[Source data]
==============================
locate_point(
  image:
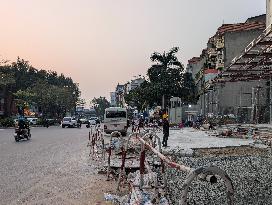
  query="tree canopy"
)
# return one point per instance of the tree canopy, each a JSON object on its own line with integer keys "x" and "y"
==============================
→ **EXERCISE INSTRUCTIONS**
Return every entry above exactly. Pictures stay out.

→ **RESPONSE BOX**
locate_point(
  image:
  query="tree canopy"
)
# return one point per instance of the tree canopy, each a JSON object on its own line with integer keys "x" and "y"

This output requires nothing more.